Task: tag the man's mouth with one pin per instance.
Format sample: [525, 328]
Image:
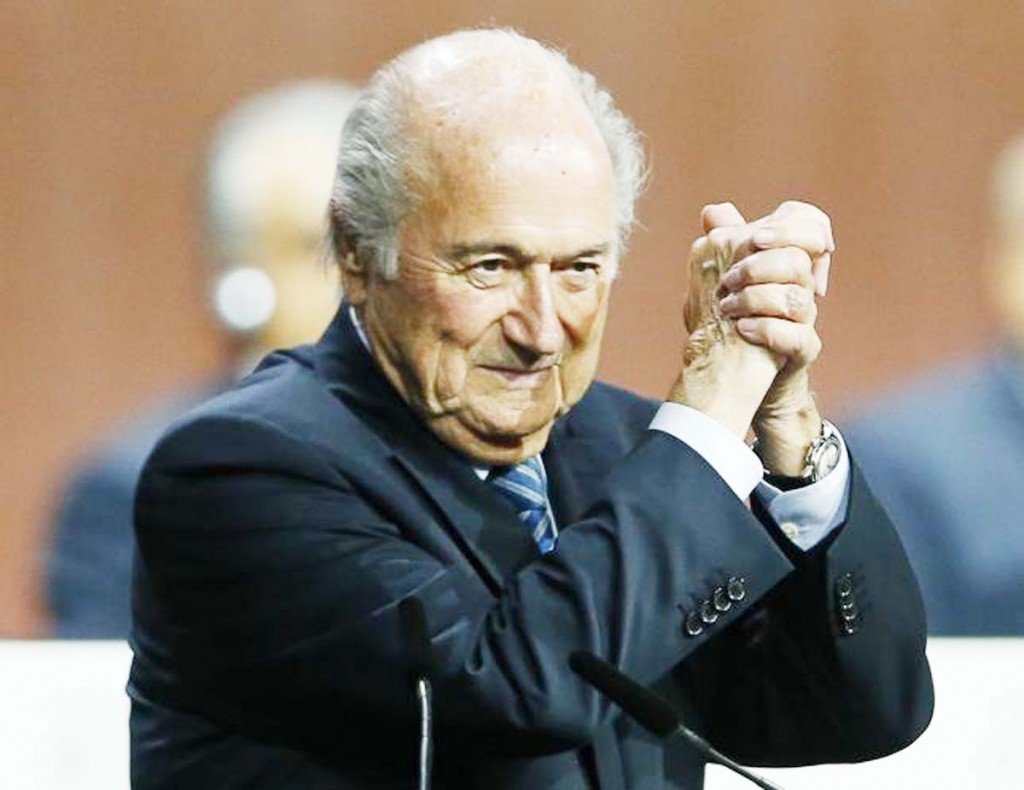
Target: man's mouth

--

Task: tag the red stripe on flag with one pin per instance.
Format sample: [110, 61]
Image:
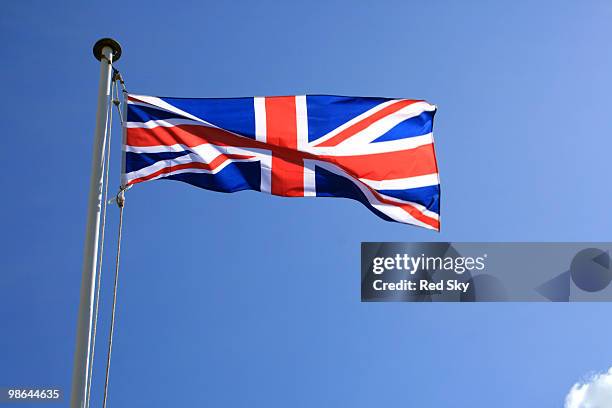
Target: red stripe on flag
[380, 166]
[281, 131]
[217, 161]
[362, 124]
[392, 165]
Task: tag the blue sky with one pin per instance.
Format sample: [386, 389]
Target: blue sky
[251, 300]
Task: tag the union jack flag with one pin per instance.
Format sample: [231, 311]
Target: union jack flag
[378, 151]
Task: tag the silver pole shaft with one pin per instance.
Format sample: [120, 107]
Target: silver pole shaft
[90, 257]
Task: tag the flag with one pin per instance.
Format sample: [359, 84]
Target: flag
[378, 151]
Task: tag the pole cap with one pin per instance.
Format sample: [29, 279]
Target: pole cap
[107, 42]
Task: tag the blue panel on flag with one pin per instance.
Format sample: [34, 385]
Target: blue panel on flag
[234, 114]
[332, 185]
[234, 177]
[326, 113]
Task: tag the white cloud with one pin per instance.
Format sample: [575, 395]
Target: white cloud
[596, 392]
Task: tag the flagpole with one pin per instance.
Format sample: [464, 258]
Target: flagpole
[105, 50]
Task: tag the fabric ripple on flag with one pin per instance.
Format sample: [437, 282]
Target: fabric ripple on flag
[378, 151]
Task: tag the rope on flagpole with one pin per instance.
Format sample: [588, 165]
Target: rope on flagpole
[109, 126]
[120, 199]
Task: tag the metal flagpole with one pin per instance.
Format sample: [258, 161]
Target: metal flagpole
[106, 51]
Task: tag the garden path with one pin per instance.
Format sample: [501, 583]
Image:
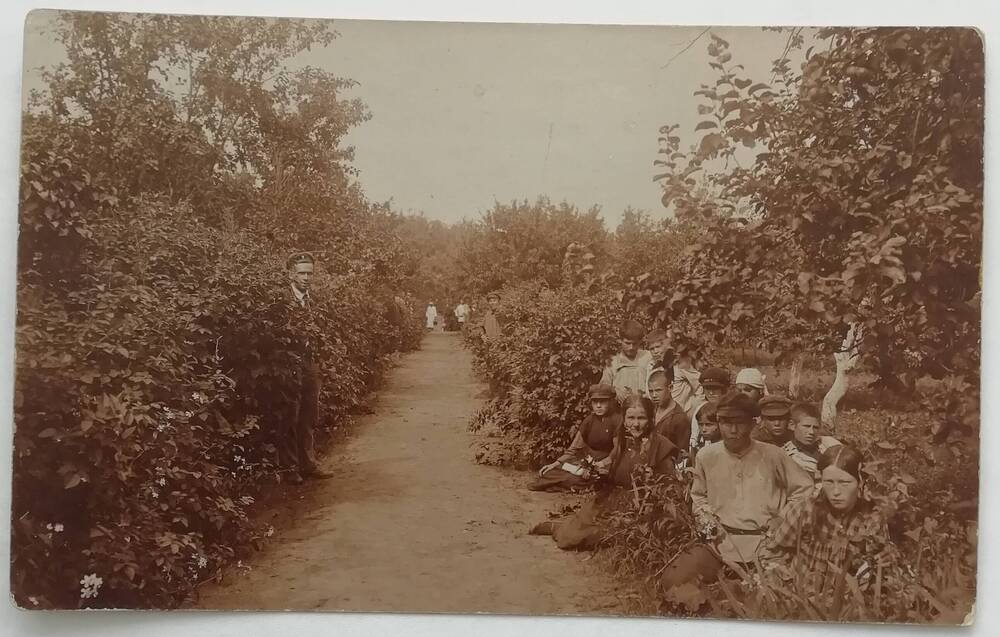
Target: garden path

**Exercise description**
Format the lines from the one containing "Task: tag the man's" through the one containing "Target: man's mouth" as a Markdown table with the columns Number and Text, numbering each line and omitting blank lines. Leave the pictures out.

**Complete response**
| Number | Text |
|---|---|
| 1 | Task: tag the man's mouth with one pin per instance. |
| 2 | Format sample: [525, 328] |
| 3 | Image: |
| 4 | Target: man's mouth |